Please rewrite every one of the lines below in full, shifting each point coordinate in the answers up by 137 and keeping all other lines as they are.

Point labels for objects
::::::::::
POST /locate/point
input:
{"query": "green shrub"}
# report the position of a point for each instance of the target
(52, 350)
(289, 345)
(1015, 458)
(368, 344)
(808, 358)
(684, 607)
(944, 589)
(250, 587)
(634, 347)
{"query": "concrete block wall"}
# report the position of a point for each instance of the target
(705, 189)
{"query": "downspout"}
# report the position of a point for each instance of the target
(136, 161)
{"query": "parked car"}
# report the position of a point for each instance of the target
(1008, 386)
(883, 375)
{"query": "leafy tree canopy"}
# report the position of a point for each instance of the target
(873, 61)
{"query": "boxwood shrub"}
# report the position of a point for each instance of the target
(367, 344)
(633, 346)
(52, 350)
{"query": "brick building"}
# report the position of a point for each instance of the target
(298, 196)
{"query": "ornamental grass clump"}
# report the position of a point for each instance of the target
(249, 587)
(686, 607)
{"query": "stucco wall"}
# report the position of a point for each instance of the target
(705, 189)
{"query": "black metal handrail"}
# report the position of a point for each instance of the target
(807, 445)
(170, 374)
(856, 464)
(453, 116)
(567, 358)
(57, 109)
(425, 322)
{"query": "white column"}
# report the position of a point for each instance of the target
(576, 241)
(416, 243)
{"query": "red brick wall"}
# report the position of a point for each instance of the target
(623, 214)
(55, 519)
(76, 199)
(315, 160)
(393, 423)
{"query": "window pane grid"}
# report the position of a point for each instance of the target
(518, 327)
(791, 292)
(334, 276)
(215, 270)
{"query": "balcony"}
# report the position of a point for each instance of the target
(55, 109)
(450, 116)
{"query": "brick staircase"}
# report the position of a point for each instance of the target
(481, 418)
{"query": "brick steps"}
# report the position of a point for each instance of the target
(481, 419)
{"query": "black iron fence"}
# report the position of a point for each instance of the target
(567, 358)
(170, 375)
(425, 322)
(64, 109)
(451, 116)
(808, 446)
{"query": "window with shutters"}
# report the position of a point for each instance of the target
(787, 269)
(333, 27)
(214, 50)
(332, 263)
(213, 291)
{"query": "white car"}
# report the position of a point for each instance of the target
::::::::::
Task response:
POST /locate/point
input:
{"query": "green shrub"}
# report the position of a point for each instance of the target
(189, 487)
(426, 482)
(1152, 595)
(505, 481)
(945, 495)
(821, 744)
(1081, 726)
(387, 724)
(771, 484)
{"query": "concrete block wall"}
# report the position of a point for each instance of the target
(842, 326)
{"query": "downspout"}
# report the position of a point for each instance of the target
(273, 298)
{"query": "parked car"}
# report the position of a point for each instance of the target
(1145, 523)
(1020, 512)
{"query": "leafy tree canopy"}
# report the position of a point for each instance of the target
(1010, 198)
{"query": "boxwood shrub"}
# report the position of a point for each instance of the target
(504, 481)
(770, 483)
(189, 487)
{"query": "brick building"}
# report the position of a point for each instance of the target
(435, 333)
{"query": "ornamental grass clump"}
# report the position of a point for each instance of the target
(386, 724)
(823, 744)
{"query": "stucco wall"}
# report the position of a point for each instance of the target
(842, 326)
{"query": "black metal handrail"}
# report the position of a point for each instance of the target
(944, 582)
(307, 511)
(993, 601)
(590, 253)
(704, 495)
(194, 246)
(562, 459)
{"query": "white column"}
# report the position of a point for each instance of the target
(713, 378)
(553, 380)
{"query": "red brick wall"}
# report the position of a point for each instance of the target
(760, 351)
(192, 656)
(213, 336)
(452, 297)
(530, 560)
{"query": "window pane grid"}
# report the position of a point for each instance of the target
(655, 464)
(928, 429)
(471, 413)
(352, 407)
{"query": "balcony"}
# report the position of a point for each instance of the target
(192, 246)
(587, 253)
{"query": "brick staircase"}
# report the position of a point for each instance of the target
(618, 555)
{"query": "brick steps"}
# report the position of a point for each instance of the target
(618, 556)
{"query": "black iron fence"}
# report the position of a point for each instance of the target
(704, 495)
(307, 512)
(562, 459)
(201, 246)
(588, 253)
(945, 583)
{"query": "window with shutters"}
# report the position of a point for each instance of the target
(924, 406)
(470, 164)
(351, 187)
(469, 400)
(350, 428)
{"query": "white car"}
# report the position of a point for each instance of the target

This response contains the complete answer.